● Data records:
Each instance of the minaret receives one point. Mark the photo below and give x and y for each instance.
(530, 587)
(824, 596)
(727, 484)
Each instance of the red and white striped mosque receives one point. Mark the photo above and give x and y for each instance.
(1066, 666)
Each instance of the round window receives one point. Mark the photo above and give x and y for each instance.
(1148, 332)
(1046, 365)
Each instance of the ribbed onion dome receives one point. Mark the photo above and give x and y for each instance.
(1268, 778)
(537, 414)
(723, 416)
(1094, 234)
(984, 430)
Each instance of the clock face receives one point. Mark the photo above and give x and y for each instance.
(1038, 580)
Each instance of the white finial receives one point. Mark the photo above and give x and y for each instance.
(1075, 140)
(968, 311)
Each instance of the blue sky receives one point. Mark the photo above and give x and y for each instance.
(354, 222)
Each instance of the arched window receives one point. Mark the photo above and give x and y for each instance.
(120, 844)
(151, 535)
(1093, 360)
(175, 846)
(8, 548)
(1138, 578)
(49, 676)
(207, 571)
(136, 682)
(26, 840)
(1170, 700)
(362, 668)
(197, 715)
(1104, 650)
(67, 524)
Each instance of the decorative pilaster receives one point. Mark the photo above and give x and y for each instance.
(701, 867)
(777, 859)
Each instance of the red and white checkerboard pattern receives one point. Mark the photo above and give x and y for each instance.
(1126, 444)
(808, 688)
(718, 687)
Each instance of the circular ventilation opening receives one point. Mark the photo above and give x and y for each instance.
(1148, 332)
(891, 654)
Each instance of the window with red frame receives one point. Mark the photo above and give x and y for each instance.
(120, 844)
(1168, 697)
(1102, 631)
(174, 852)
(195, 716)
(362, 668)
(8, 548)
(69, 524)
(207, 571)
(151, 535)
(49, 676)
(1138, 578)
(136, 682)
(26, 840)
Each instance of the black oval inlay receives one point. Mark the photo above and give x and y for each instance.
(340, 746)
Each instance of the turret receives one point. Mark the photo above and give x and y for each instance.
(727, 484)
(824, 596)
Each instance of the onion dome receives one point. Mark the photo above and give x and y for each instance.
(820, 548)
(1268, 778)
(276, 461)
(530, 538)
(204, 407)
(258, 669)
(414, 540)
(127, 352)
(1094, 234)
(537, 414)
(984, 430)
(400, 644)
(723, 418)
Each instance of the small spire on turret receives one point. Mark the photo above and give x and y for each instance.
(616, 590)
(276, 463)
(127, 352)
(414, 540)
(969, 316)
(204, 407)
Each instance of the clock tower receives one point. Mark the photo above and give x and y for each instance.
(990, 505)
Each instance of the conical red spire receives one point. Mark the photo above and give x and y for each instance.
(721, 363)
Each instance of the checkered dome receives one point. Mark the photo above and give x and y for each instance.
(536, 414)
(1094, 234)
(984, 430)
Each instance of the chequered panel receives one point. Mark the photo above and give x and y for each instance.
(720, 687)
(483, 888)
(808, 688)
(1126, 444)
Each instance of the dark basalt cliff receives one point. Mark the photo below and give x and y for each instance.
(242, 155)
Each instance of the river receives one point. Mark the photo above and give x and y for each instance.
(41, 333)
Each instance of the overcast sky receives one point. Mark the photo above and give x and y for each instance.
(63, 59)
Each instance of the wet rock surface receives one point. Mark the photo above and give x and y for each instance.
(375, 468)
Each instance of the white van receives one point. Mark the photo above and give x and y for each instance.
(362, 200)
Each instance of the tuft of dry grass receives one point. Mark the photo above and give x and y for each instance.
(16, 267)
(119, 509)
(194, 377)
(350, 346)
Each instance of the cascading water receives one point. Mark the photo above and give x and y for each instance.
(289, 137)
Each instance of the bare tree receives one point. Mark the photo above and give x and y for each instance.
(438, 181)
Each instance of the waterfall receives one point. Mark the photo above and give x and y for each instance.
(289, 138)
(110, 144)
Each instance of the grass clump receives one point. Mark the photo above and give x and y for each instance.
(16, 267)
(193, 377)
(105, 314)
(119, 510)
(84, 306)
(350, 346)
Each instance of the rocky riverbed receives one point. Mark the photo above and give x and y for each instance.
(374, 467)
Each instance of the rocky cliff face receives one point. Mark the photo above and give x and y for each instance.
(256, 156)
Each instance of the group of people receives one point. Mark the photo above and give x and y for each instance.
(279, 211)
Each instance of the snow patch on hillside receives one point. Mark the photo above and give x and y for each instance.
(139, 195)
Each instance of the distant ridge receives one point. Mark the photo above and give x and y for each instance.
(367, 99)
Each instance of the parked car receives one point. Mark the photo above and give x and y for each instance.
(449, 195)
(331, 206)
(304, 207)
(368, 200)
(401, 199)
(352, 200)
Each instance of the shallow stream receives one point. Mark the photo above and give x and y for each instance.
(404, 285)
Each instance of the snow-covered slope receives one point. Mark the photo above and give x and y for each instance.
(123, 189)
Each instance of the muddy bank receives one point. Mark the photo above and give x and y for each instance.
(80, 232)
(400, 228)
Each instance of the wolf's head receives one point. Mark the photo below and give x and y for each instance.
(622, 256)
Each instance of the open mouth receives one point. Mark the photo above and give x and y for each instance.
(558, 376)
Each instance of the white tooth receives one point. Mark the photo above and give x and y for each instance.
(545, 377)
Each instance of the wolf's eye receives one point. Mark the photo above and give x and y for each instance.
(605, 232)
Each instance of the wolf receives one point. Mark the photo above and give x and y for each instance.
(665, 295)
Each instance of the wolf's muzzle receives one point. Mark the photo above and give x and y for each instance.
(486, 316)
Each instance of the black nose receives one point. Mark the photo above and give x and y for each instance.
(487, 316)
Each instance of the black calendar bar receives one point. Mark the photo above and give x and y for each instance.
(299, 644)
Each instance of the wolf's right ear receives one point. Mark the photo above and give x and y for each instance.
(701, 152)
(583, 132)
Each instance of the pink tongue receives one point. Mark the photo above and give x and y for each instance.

● Required action:
Exactly reproduce the entries in their entirety.

● Output of the task:
Each instance of the minaret receives one point. Mark the photo below and give x and y for each instance.
(530, 587)
(824, 596)
(727, 484)
Each instance of the red and white striped mosque receives one point. Mark the photo above and give x and y for each instance.
(1066, 666)
Each instance of the round window receives one point. Mark the photo above and give x and y for each instance.
(1148, 332)
(1046, 365)
Each instance of the ribbed onion dome receives one point. Mark the photo above and give x and y for each instance.
(1268, 778)
(537, 414)
(723, 416)
(1094, 234)
(984, 430)
Each instance of the clock face receives one point. Mark the photo above and give x and y for each instance.
(1038, 580)
Each instance of the white finial receives one point. Mark the photo above and give x and y for each instance.
(1075, 140)
(968, 311)
Each instance of the blue sky receives one point. Mark the photo above and give x and y for each instance.
(354, 222)
Each instance of the arched window receives one point. Mark the photo above and give x and y for each instance.
(120, 844)
(151, 535)
(1093, 360)
(175, 846)
(8, 548)
(1138, 578)
(49, 676)
(207, 571)
(136, 682)
(26, 840)
(1170, 700)
(362, 668)
(197, 715)
(1104, 650)
(67, 524)
Each instance of the decorative pilaster receives one point. Mark the photo above and give x and y for each instance.
(701, 867)
(777, 859)
Each instance of the red and white checkerboard pattern receives one point. Mark the photo above and give x and y for each instance.
(1126, 444)
(808, 688)
(718, 687)
Each instance of the circular ventilation opening receives one point. Mark the photo above and give x and y for each instance.
(1148, 332)
(891, 654)
Each instance of the window with red frame receives one point. Mark the photo above and give x and y for each instance.
(120, 844)
(1168, 697)
(1102, 631)
(174, 852)
(195, 716)
(362, 668)
(8, 548)
(69, 524)
(207, 571)
(151, 535)
(49, 676)
(1138, 578)
(136, 682)
(26, 840)
Each instance of the black oval inlay receives one point. Mark the photo above and give x and y for each instance.
(340, 746)
Each instance of the turret receives one point. Mark the photo above and give x and y for each instance.
(727, 484)
(824, 596)
Each instance of the onion dome receives one point. Mark the photo above and give x and y for each instance.
(820, 548)
(1268, 778)
(276, 461)
(530, 538)
(204, 407)
(258, 669)
(414, 540)
(127, 352)
(1094, 234)
(537, 414)
(984, 430)
(400, 644)
(723, 418)
Each instance of the small spire on turret receives one point. Mark the photo above and give x and y for each instance.
(616, 590)
(276, 463)
(127, 352)
(414, 540)
(969, 316)
(204, 407)
Each instance of the clock tower receives one point. Mark the photo above and give x and y for each instance.
(990, 505)
Each instance of the conical red spire receives one point. Mark the photo above and give x and y for each instance.
(721, 363)
Each instance of the checkered dome receives one point. Mark the photo above and give x and y for each instance.
(536, 414)
(1094, 234)
(984, 430)
Each instance of the chequered panel receives one point. Mark the photo above and give x and y for each instance.
(720, 687)
(483, 888)
(808, 688)
(1126, 444)
Each instance of the dark basalt cliff receives one point. Mark the photo below and give x and y for each instance.
(242, 155)
Each instance of the river receives one point. Mark the photo above and give x and y for each instance.
(41, 333)
Each instance of the overcast sky receives one point. Mark the photo above and give x and y for each instance.
(63, 59)
Each instance of the wet rock surface receives one point. Mark the photo above and give x and y for each instance.
(375, 468)
Each instance of the white van receives one point. Mark the photo above and give x and y for each instance.
(362, 200)
Each instance of the tuft of dry grass receives one point. Mark the photo above and give x and y for each instance.
(16, 267)
(119, 509)
(194, 377)
(350, 346)
Each instance of the cascading water receives one point. Mark the photo above and give x and y for each instance.
(289, 137)
Each instance of the bare tree receives one point. Mark the photo above and give x and y for each instance.
(438, 181)
Each instance of the waterfall receives one point. Mark the photo above and give x and y for each instance.
(289, 138)
(110, 144)
Each instance of the grass clump receives one point. Mark the photo above and give x and y for each instance.
(16, 267)
(193, 377)
(105, 314)
(119, 510)
(84, 306)
(350, 346)
Each instance of the rocky riverbed receives one point. Mark the photo above and give x and y for each instance.
(374, 467)
Each instance of the rocky cliff face receives one point. Mark the photo above and give x and y for each instance.
(256, 156)
Each instance of the group of people receives one point. Mark the photo above and give x and y for each instance.
(279, 211)
Each instance of the snow patch on hillside receives one point. Mark the photo above and give x and y for each instance.
(139, 195)
Each instance of the distant ridge receives one point. Mark the photo above and give x and y for each instance.
(367, 99)
Each instance of the parked car receives one point. Mark the photo above and give x and y for each instance.
(449, 195)
(331, 206)
(304, 207)
(368, 200)
(401, 199)
(352, 200)
Each instance of the shallow stream receives one point. Mark the photo above and give x and y for each instance.
(404, 285)
Each instance of the snow-covered slope receives one point. Mark the photo above and give x and y for each instance.
(123, 189)
Each instance of the muddy bank receives one point. Mark the photo above and give x and y for each instance.
(80, 232)
(400, 228)
Each instance of the wolf's head receives one point. Mark the photo below and give x and y for each instance.
(622, 256)
Each instance of the open mouth receives one point. Mark the photo above and give x and y for each instance.
(558, 376)
Each instance of the white tooth receives one point. Mark the photo above and give x and y for each instance.
(545, 377)
Each instance of the wolf's eye receives one point. Mark the photo above and give x and y for each instance.
(605, 232)
Each instance of the wolf receives one point. Mark the photo above and give x and y for each instance.
(665, 295)
Each instance of the wolf's muzzle receives one point. Mark the photo above and give x and y for each instance.
(486, 316)
Each instance of the black nose receives one point. Mark the photo above and give x and y for each instance.
(487, 316)
Each instance of the black calendar bar receives one point. Mark the photo above and give x and y for each instance.
(299, 644)
Each instance of the wolf's right ear receives one point. Mark the photo above and give x and y for each instance.
(701, 152)
(583, 132)
Each instance of the pink tongue receives one point. Mark the photo above and give x and y for each instance.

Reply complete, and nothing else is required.